── Testo citato

700 milioni di anni fa Terra fu bombardata da enormi asteroidi.



Una pioggia di asteroidi di dimensioni considerevoli ha impattato o sulla Terra e sulla Luna in un periodo terminato all’incirca 700 milioni di anni fa secondo un interessante studio condotto da un team di ricercatori dell’Università di Osaka, Giappone, i quali hanno analizzato con particolare attenzione 59 crateri lunari, soprattutto quelli con un diametro di più di 20 km.
I ricercatori hanno usato i dati raccolti dalla Terrain Camera (TC), uno strumento che si trovava a bordo della navicella Kaguya che ha orbitato intorno alla luna dal 2007 al 2009 raccogliendo numerosi dati.
I ricercatori dichiarano che un asteroide di almeno 100 km di diametro insieme a vari altri asteroidi, almeno 4-5, circa 30-60 volte più grandi dell’asteroide di Chicxulub (quello che ha fatto estinguere i dinosauri), hanno raggiunto il sistema Terra-Luna in questo periodo.

────
── Voci estratte

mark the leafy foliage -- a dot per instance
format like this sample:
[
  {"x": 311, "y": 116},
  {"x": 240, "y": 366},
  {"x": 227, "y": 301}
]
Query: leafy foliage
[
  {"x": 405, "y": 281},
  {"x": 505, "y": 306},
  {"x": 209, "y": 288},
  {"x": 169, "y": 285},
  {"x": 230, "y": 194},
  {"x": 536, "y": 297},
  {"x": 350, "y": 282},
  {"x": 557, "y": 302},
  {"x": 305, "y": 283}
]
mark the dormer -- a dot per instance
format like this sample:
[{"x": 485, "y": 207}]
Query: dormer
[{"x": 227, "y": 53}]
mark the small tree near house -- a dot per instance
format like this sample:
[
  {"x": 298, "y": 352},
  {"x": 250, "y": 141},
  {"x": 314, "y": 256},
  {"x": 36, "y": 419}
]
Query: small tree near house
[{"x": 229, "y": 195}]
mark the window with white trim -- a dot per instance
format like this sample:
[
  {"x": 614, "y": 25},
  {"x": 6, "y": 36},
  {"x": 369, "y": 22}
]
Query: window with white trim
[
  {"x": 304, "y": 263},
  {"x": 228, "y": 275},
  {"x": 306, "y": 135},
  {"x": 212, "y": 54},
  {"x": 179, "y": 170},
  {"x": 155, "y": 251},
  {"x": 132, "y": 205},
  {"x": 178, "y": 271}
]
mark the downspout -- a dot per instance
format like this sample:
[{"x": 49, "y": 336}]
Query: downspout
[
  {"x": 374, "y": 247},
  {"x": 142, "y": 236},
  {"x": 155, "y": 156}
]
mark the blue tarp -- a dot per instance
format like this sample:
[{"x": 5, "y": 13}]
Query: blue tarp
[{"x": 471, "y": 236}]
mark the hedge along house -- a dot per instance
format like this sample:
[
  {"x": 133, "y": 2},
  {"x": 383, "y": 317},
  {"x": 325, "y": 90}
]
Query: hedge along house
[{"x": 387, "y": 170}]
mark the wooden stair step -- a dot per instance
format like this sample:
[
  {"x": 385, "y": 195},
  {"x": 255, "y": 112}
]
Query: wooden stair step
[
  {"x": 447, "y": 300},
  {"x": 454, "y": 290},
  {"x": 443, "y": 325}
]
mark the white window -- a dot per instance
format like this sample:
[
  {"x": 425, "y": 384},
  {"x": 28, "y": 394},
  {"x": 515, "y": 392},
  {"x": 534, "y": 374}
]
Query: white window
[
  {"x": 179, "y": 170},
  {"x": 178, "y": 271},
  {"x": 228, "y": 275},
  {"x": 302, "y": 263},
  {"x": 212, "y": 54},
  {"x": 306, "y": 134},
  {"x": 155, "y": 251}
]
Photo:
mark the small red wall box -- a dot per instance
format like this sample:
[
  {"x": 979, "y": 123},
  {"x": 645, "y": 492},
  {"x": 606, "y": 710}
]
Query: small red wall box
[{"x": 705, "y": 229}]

────

● Compiti assegnati
• A. Riporta tutto il testo sugli asteroidi da "Una pioggia di" fino a "in questo periodo.", scambiando "Kaguya" con "Selene".
• B. Riprendi il testo sulla pioggia di asteroidi e proseguilo dal punto in cui si interrompe.
I record non hanno alcun ruolo in questo.

● Soluzioni
• A.
Una pioggia di asteroidi di dimensioni considerevoli ha impattato o sulla Terra e sulla Luna in un periodo terminato all’incirca 700 milioni di anni fa secondo un interessante studio condotto da un team di ricercatori dell’Università di Osaka, Giappone, i quali hanno analizzato con particolare attenzione 59 crateri lunari, soprattutto quelli con un diametro di più di 20 km.
I ricercatori hanno usato i dati raccolti dalla Terrain Camera (TC), uno strumento che si trovava a bordo della navicella Selene che ha orbitato intorno alla luna dal 2007 al 2009 raccogliendo numerosi dati.
I ricercatori dichiarano che un asteroide di almeno 100 km di diametro insieme a vari altri asteroidi, almeno 4-5, circa 30-60 volte più grandi dell’asteroide di Chicxulub (quello che ha fatto estinguere i dinosauri), hanno raggiunto il sistema Terra-Luna in questo periodo.

• B.
La probabilità che un asteroide di 100 km diametro impatti sulla Terra è di una volta ogni 100 milioni di anni, secondo gli scienziati. Questo vuol dire della maggior parte dei crateri creati da asteroidi di queste dimensioni sono stati erosi, se non cancellati del tutto, da processi geologici quali vulcanismo e altri.
Quindi scoprire qualcosa riguardo a questi impatti sulla Terra è molto difficile ed è per questo che i ricercatori dell’istituto giapponese si sono rivolti ai crateri sulla Luna, molto ben conservati dato che sulla Luna non c’è attività geologica.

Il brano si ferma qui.